*Zadanie pisemne a*.
Oceń, czy każde z trzech zdań jest zgodne z poniższym tekstem o technikach przesłuchań CIA: (i) Program SERE powstał, aby przygotować amerykańskich żołnierzy i pilotów na tortury ze strony komunistów. (ii) George W. Bush wyznaczył CIA do przesłuchiwania członków Al-Kaidy pod koniec 2003 roku. (iii) Stany Zjednoczone po raz pierwszy zaaprobowały brutalne metody przesłuchania w 2002 roku. Przy każdym zdaniu napisz „tak” lub „nie” i przytocz dosłownie rozstrzygający fragment tekstu.
___ Tekst źródłowy
Brutalne techniki przesłuchań stosowane przez CIA są oparte na wojskowym programie szkoleniowym SERE, który powstał kilkadziesiąt lat wcześniej, by przygotować żołnierzy i pilotów USA na tortury ze strony komunistów - pisze w środę "New York Times".
Gdy pod koniec 2001 roku ówczesny prezydent USA George W. Bush wyznaczył CIA do przesłuchiwania schwytanych członków Al-Kaidy, agencja pod kierownictwem George'a Teneta zwróciła się do jednostki wojskowej prowadzącej program SERE (ang. Survival, Evasion, Resistance and Escape; Przetrwanie, Unikanie, Opór i Ucieczka).
Po serii spotkań na najwyższym szczeblu w 2002 roku Stany Zjednoczone po raz pierwszy zaaprobowały brutalne metody przesłuchania, które wcześniej potępiały. Stało się tak dlatego, że żaden z uczestników dyskusji - przedstawicieli CIA, doradców prezydenta Busha czy przedstawicieli komisji Senatu i Izby Reprezentantów - nie przyjrzał się "makabrycznym źródłom technik, jakie właśnie aprobują przy niewielkiej debacie" - zwraca uwagę "NYT".
______
___ Listing do przetworzenia
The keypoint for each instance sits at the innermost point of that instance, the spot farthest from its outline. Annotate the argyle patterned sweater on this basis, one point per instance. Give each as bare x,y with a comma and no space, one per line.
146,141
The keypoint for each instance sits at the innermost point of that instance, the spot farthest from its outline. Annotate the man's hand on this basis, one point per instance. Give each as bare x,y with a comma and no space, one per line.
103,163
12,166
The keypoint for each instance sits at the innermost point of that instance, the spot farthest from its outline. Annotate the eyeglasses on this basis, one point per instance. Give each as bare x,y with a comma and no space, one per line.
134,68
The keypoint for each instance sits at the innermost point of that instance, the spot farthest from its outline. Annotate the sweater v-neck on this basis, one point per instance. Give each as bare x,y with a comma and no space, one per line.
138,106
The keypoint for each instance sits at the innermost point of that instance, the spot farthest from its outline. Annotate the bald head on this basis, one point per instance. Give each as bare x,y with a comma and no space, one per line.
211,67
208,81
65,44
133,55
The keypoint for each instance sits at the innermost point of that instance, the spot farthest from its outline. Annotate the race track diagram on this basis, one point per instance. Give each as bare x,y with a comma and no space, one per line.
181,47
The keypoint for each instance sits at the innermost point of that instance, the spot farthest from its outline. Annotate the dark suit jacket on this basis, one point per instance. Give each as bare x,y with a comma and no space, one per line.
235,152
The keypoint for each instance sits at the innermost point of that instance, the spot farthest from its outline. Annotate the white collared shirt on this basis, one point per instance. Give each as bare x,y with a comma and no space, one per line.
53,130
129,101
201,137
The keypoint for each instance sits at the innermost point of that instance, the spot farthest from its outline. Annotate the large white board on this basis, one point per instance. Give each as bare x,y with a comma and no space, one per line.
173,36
______
*Zadanie pisemne b*.
Sformatuj jako listę numerowaną wiersze listingu od wiersza zawierającego "Annotate the bald" do ostatniego wiersza listingu włącznie, pomijając puste wiersze.

*Odpowiedź pisemna a*.
(i) Tak: „by przygotować żołnierzy i pilotów USA na tortury ze strony komunistów”.
(ii) Nie: „Gdy pod koniec 2001 roku ówczesny prezydent USA George W. Bush wyznaczył CIA do przesłuchiwania schwytanych członków Al-Kaidy”.
(iii) Tak: „Po serii spotkań na najwyższym szczeblu w 2002 roku Stany Zjednoczone po raz pierwszy zaaprobowały brutalne metody przesłuchania”.

*Odpowiedź pisemna b*.
1. The keypoint for each instance sits at the innermost point of that instance, the spot farthest from its outline. Annotate the bald head on this basis, one point per instance. Give each as bare x,y with a comma and no space, one per line.
2. 211,67
3. 208,81
4. 65,44
5. 133,55
6. The keypoint for each instance sits at the innermost point of that instance, the spot farthest from its outline. Annotate the race track diagram on this basis, one point per instance. Give each as bare x,y with a comma and no space, one per line.
7. 181,47
8. The keypoint for each instance sits at the innermost point of that instance, the spot farthest from its outline. Annotate the dark suit jacket on this basis, one point per instance. Give each as bare x,y with a comma and no space, one per line.
9. 235,152
10. The keypoint for each instance sits at the innermost point of that instance, the spot farthest from its outline. Annotate the white collared shirt on this basis, one point per instance. Give each as bare x,y with a comma and no space, one per line.
11. 53,130
12. 129,101
13. 201,137
14. The keypoint for each instance sits at the innermost point of that instance, the spot farthest from its outline. Annotate the large white board on this basis, one point per instance. Give each as bare x,y with a comma and no space, one per line.
15. 173,36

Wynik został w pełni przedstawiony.